BUTIR TUGAS 1: Ganti "rough mask" dengan "coarse mask" pada entri tersimpan, mulai dari awal entri dan berakhir pada baris yang memuat "box: [116, 127, 269, 263]". Tulis ulang baris-baris itu tanpa perubahan lain.

Geliat Pemulihan Emiten Semen (SMGR, INTP, SMCB, SMBR) 2021

Date:

[Waktu baca: 5 menit] 

Kinerja emiten-emiten di sektor semen bakal sangat bergantung pada sektor-sektor lain yang menggunakan semen sebagai bahan baku. Kabar baiknya, tahun ini pemerintah fokus mendorong sektor padat karya, yang di antaranya adalah sektor-sektor konsumen semen.

Sektor-sektor tersebut antara lain adalah sektor properti dan infrastruktur.

Sektor properti mendapatkan dukungan insentif berupa pelonggaran pajak pertambahan nilai (PPN) ditanggung pemerintah 100% untuk rumah seharga di bawah Rp2 miliar dan skema pembiayaan kredit pemilikan rumah (KPR) dengan uang muka hingga 0%.

Sementara itu, sektor infrastruktur mendapatkan dukungan dari kenaikan anggaran infrastruktur pemerintah. Tahun ini, anggaran infrastruktur mencapai Rp414 triliun, naik 47% dari tahun lalu yang hanya Rp281 triliun.

Sektor jasa konstruksi juga mendapatkan insentif fiskal berupa keringanan pajak penghasilan (PPh). Keringanan diberikan secara berbeda-beda untuk tiap golongan pelaku usaha. Hal yang pasti, keringanan ini bakal meningkatkan kapasitas permodalan pelaku usaha konstruksi.

Jika proyek-proyek properti dan infrastruktur meningkat, tentu konsumsi semen pun bakal melonjak. Seiring dengan itu, kinerja keuangan emiten-emiten di sektor semen pun bakal membaik.

Selain itu, ada juga sentimen lain berupa pendirian Sovereign Wealth Fund (SWF). Meskipun manfaatnya mungkin tidak akan instan tahun ini, kehadirannya bakal meningkatkan aktivitas investasi di proyek-proyek infrastruktur, yang tentu bakal turut mendorong tingkat konsumsi semen.

Konstruksi pembangunan Ibu Kota baru di Kalimantan Timur juga bakal dimulai tahun ini, sehingga tentu turut menggerek konsumsi semen domestik. Rencananya, proyek ini akan dikebut mulai 2021 hingga 2024 nanti.

Entri tersimpan:
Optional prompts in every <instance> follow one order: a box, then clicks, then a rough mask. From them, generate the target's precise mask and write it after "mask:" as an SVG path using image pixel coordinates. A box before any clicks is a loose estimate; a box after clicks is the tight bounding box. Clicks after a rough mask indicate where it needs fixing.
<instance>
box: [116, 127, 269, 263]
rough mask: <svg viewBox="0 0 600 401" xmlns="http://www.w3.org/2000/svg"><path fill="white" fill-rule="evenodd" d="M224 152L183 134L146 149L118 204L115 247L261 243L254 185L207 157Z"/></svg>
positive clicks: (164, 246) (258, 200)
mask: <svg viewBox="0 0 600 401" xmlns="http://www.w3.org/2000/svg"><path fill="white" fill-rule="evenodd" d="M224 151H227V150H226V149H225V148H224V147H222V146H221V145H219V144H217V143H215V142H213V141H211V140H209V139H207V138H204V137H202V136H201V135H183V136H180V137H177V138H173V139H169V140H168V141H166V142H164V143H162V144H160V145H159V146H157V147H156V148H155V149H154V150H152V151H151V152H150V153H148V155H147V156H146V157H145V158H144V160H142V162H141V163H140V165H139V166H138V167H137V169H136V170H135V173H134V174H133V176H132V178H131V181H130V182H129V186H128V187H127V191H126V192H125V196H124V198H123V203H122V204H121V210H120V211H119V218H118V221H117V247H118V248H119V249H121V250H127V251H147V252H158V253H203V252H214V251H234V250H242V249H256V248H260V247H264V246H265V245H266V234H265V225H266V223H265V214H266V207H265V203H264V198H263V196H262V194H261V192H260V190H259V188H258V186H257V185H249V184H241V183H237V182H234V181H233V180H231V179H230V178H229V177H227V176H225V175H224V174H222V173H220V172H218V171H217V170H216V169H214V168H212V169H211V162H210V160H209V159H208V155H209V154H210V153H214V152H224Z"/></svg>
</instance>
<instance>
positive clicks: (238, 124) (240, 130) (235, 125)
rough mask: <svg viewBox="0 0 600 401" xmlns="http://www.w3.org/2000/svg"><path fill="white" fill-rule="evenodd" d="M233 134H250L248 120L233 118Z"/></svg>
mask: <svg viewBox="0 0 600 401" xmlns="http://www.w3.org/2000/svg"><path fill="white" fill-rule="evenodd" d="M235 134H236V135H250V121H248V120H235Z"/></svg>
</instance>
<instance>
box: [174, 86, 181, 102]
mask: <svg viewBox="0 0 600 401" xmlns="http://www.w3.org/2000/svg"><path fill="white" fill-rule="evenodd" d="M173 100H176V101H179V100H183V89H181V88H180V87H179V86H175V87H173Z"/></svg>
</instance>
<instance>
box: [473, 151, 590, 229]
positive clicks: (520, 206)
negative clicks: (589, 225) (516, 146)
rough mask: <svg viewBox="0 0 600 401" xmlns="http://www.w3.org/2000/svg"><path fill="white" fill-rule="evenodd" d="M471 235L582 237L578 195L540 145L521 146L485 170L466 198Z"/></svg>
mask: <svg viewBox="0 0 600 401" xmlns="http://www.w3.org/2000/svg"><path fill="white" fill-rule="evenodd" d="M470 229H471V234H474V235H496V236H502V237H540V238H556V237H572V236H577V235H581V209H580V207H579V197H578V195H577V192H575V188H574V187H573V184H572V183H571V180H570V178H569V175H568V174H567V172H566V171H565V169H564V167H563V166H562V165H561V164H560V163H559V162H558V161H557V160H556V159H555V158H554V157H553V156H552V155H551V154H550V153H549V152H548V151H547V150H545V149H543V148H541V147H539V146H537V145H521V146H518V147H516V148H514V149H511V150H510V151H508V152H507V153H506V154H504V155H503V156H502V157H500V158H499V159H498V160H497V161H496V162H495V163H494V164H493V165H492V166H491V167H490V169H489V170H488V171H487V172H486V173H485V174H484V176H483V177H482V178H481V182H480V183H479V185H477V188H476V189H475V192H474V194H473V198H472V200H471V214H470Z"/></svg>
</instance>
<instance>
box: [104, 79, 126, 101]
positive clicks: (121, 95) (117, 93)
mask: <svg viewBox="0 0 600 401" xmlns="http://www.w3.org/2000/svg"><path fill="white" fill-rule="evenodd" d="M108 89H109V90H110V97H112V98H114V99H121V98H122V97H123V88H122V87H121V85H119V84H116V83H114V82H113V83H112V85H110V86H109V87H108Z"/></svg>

BUTIR TUGAS 2: Dapatkah Anda menyalin persis bagian artikel tentang emiten semen, mulai dari "Konstruksi pembangunan Ibu" dan berakhir pada "hingga 2024 nanti."?

HASIL 1:
Optional prompts in every <instance> follow one order: a box, then clicks, then a coarse mask. From them, generate the target's precise mask and write it after "mask:" as an SVG path using image pixel coordinates. A box before any clicks is a loose estimate; a box after clicks is the tight bounding box. Clicks after a coarse mask indicate where it needs fixing.
<instance>
box: [116, 127, 269, 263]

HASIL 2:
Konstruksi pembangunan Ibu Kota baru di Kalimantan Timur juga bakal dimulai tahun ini, sehingga tentu turut menggerek konsumsi semen domestik. Rencananya, proyek ini akan dikebut mulai 2021 hingga 2024 nanti.